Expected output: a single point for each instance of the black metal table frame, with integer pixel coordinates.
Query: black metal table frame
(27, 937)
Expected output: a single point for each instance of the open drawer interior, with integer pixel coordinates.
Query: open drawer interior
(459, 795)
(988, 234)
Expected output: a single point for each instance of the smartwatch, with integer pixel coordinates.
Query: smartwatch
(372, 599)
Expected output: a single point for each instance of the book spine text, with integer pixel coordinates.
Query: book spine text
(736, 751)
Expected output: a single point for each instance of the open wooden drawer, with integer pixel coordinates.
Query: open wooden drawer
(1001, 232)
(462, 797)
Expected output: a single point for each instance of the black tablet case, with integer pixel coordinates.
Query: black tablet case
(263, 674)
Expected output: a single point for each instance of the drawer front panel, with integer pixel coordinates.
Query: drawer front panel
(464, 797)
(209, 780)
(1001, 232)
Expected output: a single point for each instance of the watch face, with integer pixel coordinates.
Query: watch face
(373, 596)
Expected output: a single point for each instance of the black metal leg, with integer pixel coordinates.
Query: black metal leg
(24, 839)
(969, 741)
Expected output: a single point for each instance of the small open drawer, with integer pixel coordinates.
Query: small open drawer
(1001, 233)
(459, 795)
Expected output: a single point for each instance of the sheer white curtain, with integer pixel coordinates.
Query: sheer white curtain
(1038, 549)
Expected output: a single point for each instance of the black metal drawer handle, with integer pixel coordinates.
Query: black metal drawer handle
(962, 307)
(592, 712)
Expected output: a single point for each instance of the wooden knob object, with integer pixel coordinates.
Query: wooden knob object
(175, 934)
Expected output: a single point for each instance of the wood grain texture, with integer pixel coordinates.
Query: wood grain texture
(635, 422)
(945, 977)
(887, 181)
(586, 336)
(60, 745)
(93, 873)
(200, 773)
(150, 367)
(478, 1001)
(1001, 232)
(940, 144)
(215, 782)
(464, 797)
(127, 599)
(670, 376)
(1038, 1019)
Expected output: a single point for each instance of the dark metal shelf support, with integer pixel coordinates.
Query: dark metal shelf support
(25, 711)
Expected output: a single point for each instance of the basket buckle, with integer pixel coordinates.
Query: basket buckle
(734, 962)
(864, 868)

---

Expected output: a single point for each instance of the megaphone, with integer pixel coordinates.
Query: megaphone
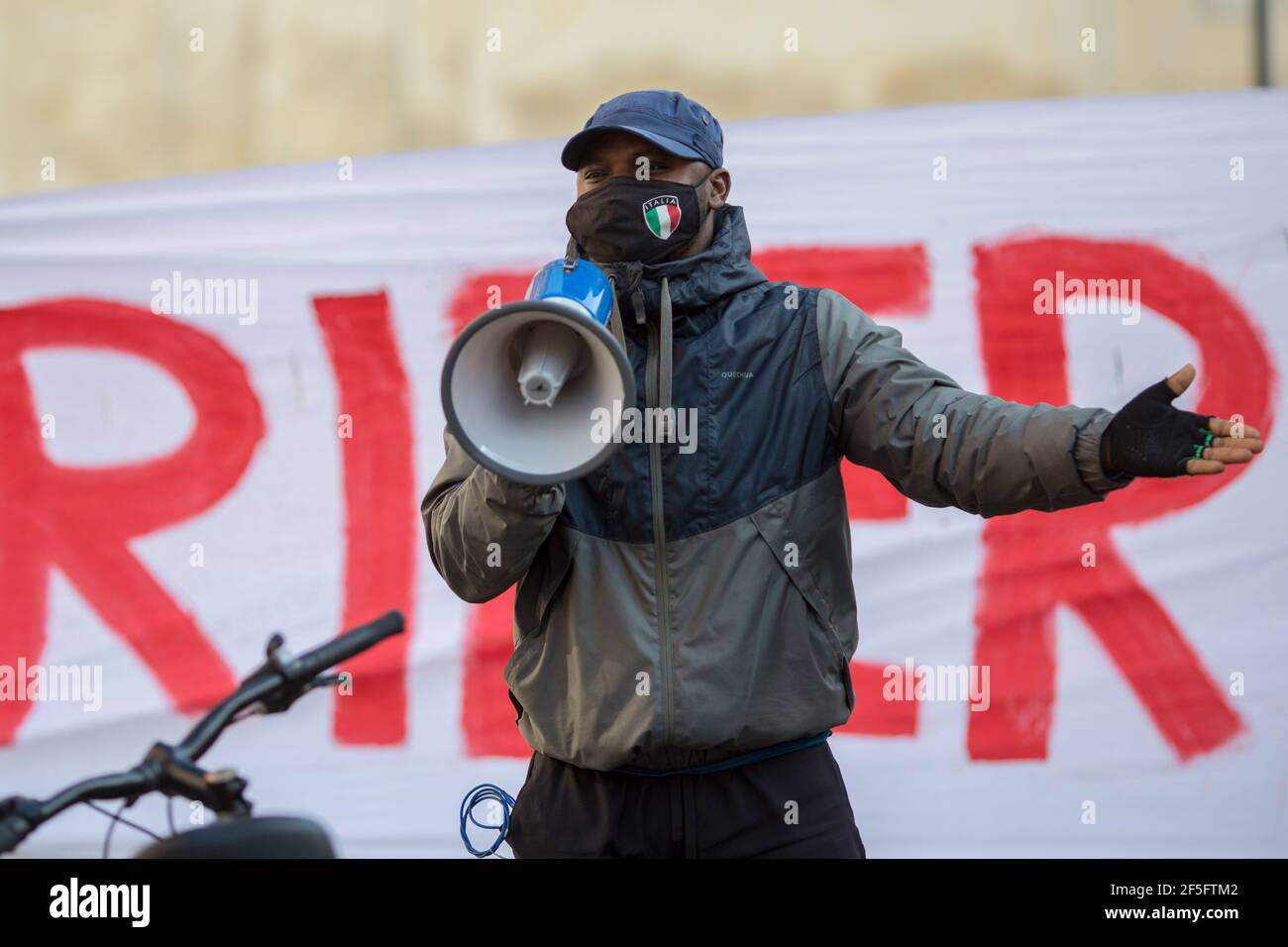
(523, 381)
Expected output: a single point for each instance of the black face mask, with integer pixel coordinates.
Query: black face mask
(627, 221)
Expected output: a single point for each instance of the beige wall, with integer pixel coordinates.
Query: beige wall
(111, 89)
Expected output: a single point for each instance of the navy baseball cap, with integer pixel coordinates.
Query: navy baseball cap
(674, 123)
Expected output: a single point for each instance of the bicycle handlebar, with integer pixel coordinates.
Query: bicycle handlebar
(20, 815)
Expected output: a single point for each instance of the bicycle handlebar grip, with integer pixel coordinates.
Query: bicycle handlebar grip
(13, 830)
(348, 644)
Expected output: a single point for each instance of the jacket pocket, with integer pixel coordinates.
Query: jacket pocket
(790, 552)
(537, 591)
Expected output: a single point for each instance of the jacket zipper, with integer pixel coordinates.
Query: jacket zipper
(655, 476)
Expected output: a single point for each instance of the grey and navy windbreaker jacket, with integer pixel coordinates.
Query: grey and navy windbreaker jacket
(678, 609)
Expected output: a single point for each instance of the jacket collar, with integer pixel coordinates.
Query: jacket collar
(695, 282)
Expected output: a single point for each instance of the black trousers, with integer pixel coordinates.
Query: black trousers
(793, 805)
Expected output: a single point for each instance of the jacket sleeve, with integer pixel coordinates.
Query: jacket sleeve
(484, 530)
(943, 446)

WRITTEN TASK:
Copy out the lines above word for word, starting with the line that contains "Expected output: a single point for each instance of the watch" and going on through the line that contains "(1038, 549)", with both of those lines included.

SOLUTION:
Expected output: a single point for each instance of the watch face, with integer pixel coordinates.
Query: watch face
(373, 596)
Expected output: a single point for each instance of the black metal leg, with integer pixel coordinates.
Query: black metal leg
(24, 839)
(969, 741)
Expected output: a single point for each instance of the small open drawer, with integer pixel coordinates.
Query: small open drawer
(1001, 233)
(459, 795)
Expected output: a single point for each instance of the sheer white curtain, with integer pixel coordinates.
Query: sheer white curtain
(1038, 549)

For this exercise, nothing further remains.